=== Esercizi ===
[a] Ricopia parola per parola il brano su Florence Welch tra "Florence Welch è" e "posa su Instagram.", estremi inclusi.
[b] Prosegui il brano su Florence Welch dal punto in cui si ferma.

=== Brano estratto ===
>>>

La cantautrice dei Florence + the Machine è l’ibrido perfetto, con il carisma di una rockstar e i virtuosismi di una vincitrice di X Factor

Florence Welch, foto di Tom Beard

Florence Welch, foto di Tom Beard

Tutto mi sarei aspettato dalla vita, tranne che a un certo punto avrei avuto quasi trent’anni, che avrei guardato con nostalgia agli Anni Zero e con una inedita serenità a tutta quell’estetica fatta di tatuaggi di triangoli, cappelli neri a tesa larga, pantaloni stretti e in generale a quei discorsi delle persone che sono tornate illuminate da un mese di vacanza studio a Londra «che è una città troppo avanti, con tutti quei negozi di dischi e locali dove suonano ogni sera band emergenti» etc etc.

Non sono mai stato un fan dei Florence + The Machine, però da quando hanno annunciato l’uscita del nuovo album High as hope, anticipato dai singoli Sky full of song e il recentissimo Hunger, mi è capitato di riascoltarli e soprattutto di inserirli all’interno di un discorso da bar più ampio, legato appunto alla nostalgia per gli Anni Zero, che porto avanti da mesi o forse da anni con un paio di amici che si dividono tra chi li considera una specie di medioevo e chi l’ultimo decennio degno di nota per la storia della musica. Sì, lo so, i miei discorsi da bar sono molto avvincenti, ma comunque, tornando agli Anni Zero e ai Florence + The Machine, che sono figli e al tempo stesso dei rappresentanti di quel periodo, avendo esordito nel 2009 con Lungs – che scherzando e ridendo sta per compiere dieci anni, che si sentono tutti, a partire da quell’ukulele con cui inizia “Dog days are over” – è il caso di chiedersi, tanto per citare quelli che tornano dalla vacanza studio a Londra: ma quanto stava avanti Florence Welch? Tantissimo e bisogna dargliene atto.

Florence Welch è l’ibrido perfetto, con il carisma di una rockstar e i virtuosismi di una vincitrice di X Factor. È la frontman del futuro, una specie di via di mezzo tra Lana del Rey e Nico, con le sue fattezze nordiche e i suoi sette metri d’altezza, le trecce, i lunghi vestiti floreali che le conferiscono un’estetica da Lady Godiva del rock pop contemporaneo, che regge sia per cantare affianco a Mick Jagger, che per una foto in posa su Instagram.

<<<

=== Dati forniti ===
>>>

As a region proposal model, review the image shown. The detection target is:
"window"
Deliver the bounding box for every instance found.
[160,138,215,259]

<<<

=== Risposte ===
[a]
Florence Welch è l’ibrido perfetto, con il carisma di una rockstar e i virtuosismi di una vincitrice di X Factor. È la frontman del futuro, una specie di via di mezzo tra Lana del Rey e Nico, con le sue fattezze nordiche e i suoi sette metri d’altezza, le trecce, i lunghi vestiti floreali che le conferiscono un’estetica da Lady Godiva del rock pop contemporaneo, che regge sia per cantare affianco a Mick Jagger, che per una foto in posa su Instagram.

[b]
A fine giugno uscirà finalmente il quarto album dei Florence + The Machine, a distanza di tre anni da How big, how blue, how beautiful, il disco che sancirà probabilmente la maturità della cantautrice londinese, che da sempre ha travisato nei testi tantissimi aspetti della sua vita privata, a partire ovviamente dai patemi d’amore, fino alla depressione.

Oggi il tema principale sembra essere una certa consapevolezza: in Hunger sembra parlare da sorella maggiore su droghe e sulla percezione del proprio aspetto fisico, e in generale con una certa saggezza nei confronti di tutto ciò che rende vulnerabile un adolescente, anche perché pure lei ora è alle prese coi suoi trent’anni e di recente ha dichiarato di aver smesso di sbronzarsi dopo le estenuanti tournée e che questo l’ha aiutata a tornare in studio più facilmente.

Insomma forse anche Florence ripensa con nostalgia agli Anni Zero, così come pure a lei è toccato mettere la testa a posto, di sicuro tutto mi sarei aspettato dalla vita, tranne che avrei detto quanto sto per dire: è in lei che risiede l’eredità di una iconografia femminile credibile nel panorama musicale odierno e bisogna dargliene atto.